__ITEMS__.
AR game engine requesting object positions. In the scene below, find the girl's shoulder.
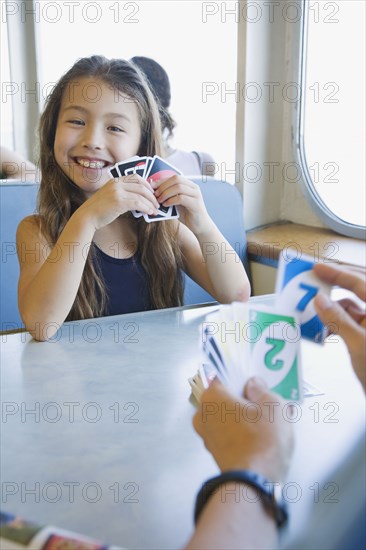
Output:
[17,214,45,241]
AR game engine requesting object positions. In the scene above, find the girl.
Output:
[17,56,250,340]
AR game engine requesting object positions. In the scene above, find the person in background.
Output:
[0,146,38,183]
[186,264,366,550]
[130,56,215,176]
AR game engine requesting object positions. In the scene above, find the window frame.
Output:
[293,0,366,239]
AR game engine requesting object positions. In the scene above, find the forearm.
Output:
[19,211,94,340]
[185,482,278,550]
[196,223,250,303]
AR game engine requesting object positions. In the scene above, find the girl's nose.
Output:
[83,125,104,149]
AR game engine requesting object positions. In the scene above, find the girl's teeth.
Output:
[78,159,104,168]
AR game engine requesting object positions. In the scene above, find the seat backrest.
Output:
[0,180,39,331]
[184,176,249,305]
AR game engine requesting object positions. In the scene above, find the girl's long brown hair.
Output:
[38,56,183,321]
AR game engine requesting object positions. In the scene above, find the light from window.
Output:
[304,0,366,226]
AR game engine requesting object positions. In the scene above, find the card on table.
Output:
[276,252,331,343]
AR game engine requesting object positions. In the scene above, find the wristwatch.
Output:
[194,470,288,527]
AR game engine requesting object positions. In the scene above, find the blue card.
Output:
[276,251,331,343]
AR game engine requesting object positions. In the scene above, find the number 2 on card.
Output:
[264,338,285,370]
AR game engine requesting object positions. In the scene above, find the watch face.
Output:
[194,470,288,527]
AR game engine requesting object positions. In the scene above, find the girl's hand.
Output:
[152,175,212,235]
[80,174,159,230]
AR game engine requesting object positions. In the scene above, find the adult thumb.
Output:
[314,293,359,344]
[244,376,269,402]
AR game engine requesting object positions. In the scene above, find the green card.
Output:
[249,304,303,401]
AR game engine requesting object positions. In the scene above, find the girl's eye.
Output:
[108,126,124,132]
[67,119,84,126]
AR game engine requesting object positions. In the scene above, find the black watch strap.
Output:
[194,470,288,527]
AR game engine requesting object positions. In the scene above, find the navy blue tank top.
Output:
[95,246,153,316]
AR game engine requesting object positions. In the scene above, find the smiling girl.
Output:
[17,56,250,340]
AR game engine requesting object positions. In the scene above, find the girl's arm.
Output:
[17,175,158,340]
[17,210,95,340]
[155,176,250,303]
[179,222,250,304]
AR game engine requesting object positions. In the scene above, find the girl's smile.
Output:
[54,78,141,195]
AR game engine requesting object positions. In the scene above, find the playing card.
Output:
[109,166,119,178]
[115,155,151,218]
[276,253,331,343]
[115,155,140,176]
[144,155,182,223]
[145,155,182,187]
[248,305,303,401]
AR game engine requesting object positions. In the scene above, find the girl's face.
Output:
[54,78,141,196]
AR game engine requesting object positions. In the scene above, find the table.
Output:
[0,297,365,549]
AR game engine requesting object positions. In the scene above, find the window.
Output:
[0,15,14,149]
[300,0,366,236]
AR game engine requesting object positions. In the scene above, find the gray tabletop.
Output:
...
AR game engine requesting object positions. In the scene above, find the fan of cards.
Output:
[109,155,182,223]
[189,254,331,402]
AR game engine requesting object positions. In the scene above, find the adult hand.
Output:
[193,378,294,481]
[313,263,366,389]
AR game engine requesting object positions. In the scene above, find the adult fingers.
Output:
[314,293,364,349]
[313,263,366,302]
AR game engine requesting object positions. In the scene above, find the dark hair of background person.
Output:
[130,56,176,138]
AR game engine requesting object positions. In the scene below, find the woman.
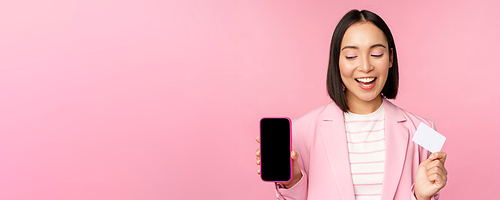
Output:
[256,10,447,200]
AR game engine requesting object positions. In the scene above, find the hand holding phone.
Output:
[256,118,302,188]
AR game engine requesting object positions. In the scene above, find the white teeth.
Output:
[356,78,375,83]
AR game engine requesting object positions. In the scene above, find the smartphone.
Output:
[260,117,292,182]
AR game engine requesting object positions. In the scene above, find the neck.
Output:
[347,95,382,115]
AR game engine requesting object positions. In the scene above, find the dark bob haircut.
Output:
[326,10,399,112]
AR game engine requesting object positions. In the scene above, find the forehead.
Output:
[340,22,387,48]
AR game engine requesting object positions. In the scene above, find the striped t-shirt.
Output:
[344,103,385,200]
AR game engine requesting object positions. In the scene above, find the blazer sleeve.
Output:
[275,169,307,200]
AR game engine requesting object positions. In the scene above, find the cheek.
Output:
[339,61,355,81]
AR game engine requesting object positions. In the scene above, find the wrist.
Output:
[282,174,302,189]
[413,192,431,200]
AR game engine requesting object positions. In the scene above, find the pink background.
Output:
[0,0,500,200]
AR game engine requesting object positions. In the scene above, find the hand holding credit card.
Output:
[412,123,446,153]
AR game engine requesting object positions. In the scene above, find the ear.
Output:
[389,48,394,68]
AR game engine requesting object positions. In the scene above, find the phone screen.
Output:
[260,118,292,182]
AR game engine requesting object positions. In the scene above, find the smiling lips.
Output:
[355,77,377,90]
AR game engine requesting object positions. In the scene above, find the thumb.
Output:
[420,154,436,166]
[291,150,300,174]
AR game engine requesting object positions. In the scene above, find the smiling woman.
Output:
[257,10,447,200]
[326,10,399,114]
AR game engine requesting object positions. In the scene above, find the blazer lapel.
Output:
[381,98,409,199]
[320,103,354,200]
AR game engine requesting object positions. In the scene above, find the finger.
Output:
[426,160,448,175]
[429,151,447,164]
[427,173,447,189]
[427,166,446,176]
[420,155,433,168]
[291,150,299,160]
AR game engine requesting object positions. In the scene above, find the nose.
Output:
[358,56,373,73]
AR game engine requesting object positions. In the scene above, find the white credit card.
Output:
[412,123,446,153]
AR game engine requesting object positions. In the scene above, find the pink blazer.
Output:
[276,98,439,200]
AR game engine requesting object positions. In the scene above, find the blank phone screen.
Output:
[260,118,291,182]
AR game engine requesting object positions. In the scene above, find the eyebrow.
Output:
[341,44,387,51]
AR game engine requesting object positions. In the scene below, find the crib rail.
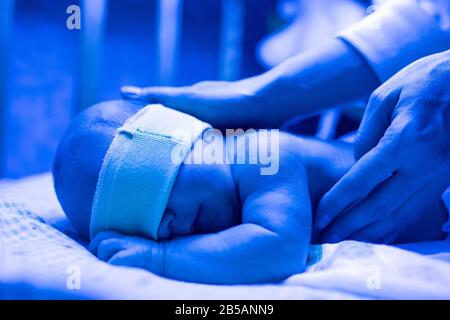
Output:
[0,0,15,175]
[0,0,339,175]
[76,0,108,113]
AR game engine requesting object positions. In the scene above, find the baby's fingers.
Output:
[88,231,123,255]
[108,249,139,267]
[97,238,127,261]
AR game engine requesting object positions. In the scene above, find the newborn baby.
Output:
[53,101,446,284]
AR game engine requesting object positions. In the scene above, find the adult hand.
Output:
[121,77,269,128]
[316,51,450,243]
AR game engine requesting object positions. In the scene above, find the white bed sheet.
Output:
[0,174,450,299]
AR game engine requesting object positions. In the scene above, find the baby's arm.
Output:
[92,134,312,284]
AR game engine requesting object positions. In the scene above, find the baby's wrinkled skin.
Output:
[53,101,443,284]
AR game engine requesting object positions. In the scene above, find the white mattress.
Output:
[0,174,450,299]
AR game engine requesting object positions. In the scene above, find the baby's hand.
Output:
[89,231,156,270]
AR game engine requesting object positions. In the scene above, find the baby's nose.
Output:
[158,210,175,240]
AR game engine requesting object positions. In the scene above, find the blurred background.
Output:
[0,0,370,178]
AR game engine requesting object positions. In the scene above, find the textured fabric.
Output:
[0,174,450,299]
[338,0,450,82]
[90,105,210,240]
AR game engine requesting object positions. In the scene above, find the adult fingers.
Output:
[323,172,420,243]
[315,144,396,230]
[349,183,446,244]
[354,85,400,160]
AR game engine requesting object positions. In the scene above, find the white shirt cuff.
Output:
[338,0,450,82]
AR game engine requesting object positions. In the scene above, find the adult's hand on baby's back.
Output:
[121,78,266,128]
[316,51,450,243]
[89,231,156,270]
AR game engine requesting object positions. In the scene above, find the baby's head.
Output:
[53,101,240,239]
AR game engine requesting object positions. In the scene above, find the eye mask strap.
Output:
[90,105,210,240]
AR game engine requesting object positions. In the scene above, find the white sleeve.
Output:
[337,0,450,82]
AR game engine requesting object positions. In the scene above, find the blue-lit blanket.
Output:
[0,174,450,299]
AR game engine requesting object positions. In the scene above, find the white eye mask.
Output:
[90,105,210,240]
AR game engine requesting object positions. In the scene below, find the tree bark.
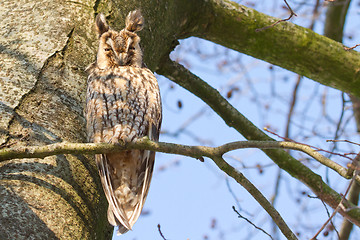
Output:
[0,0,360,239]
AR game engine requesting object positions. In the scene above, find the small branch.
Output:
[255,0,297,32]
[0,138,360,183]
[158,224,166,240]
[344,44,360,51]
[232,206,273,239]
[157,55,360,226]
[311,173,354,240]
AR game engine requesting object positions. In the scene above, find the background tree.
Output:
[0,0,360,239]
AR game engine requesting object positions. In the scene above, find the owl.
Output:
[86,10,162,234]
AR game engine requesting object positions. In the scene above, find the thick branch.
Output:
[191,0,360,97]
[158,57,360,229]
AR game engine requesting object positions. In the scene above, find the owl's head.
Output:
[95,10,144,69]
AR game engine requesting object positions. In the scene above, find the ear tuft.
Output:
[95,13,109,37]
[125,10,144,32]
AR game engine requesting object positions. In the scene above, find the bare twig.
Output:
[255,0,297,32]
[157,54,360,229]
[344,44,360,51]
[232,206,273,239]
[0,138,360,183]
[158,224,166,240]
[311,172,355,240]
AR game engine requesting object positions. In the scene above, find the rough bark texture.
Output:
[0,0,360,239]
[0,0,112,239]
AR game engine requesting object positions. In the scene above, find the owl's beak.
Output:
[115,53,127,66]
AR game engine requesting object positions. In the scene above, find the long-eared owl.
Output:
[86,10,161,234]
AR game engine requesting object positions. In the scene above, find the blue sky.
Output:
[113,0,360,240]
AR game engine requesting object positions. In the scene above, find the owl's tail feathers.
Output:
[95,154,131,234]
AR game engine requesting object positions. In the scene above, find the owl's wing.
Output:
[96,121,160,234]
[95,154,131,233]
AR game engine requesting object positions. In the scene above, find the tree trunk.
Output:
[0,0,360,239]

__WHAT IS REQUIRED__. Pick out every line of the data above that contains the word "person", and copy each of those lines.

__WRITTEN SOLUTION__.
AR game engine requesting object positions. In the scene above, find the person in background.
AR game engine requesting object positions. In the scene above, find the dark hair of background person.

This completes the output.